▶ [What needs to be done] Write out the material below as a JSON list of strings with one string per line, skipping blank lines. Leave the pictures out.

-- -- --

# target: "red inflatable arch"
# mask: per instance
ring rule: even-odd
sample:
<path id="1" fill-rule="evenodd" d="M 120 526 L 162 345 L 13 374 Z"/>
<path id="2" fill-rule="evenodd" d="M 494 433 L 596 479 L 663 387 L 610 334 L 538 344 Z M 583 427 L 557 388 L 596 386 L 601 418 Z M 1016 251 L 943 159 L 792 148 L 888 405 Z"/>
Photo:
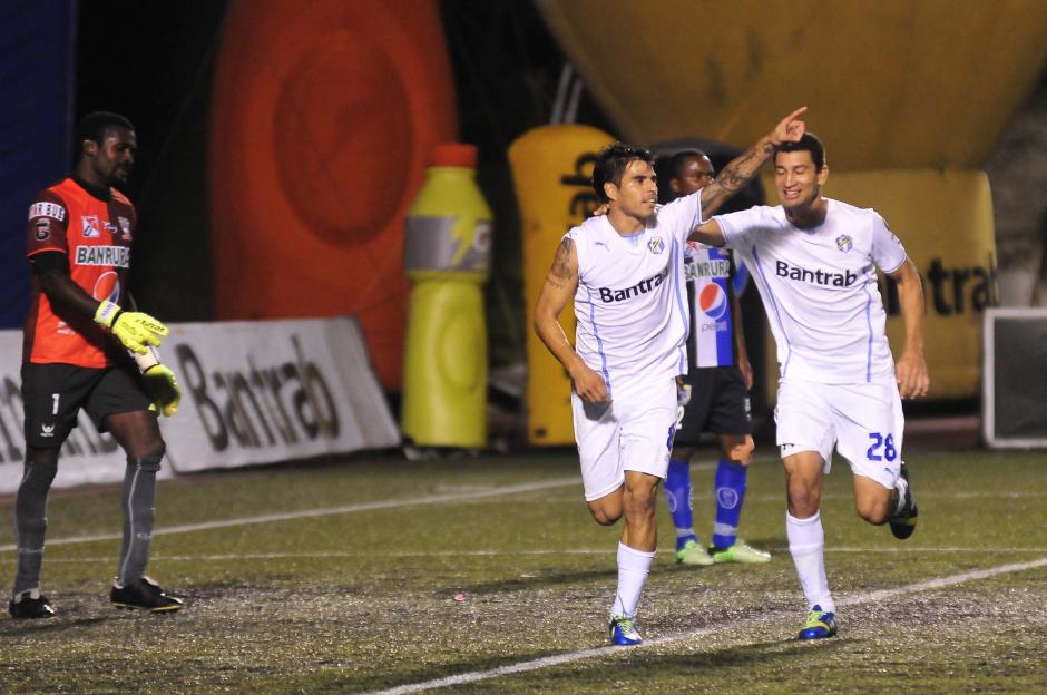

-- -- --

▶ [Completed task]
[
  "# target: \"red inflatable arch\"",
  "# mask: per instance",
  "ring rule: even-odd",
  "sample:",
  "<path id=\"1\" fill-rule=\"evenodd\" d=\"M 120 526 L 162 345 L 13 374 Z\"/>",
  "<path id=\"2\" fill-rule=\"evenodd\" d=\"M 494 433 L 596 479 L 663 387 L 610 334 L 538 344 Z M 583 427 L 557 388 L 596 386 L 601 418 Z M 1016 251 L 943 159 L 792 148 L 888 405 Z\"/>",
  "Photo:"
]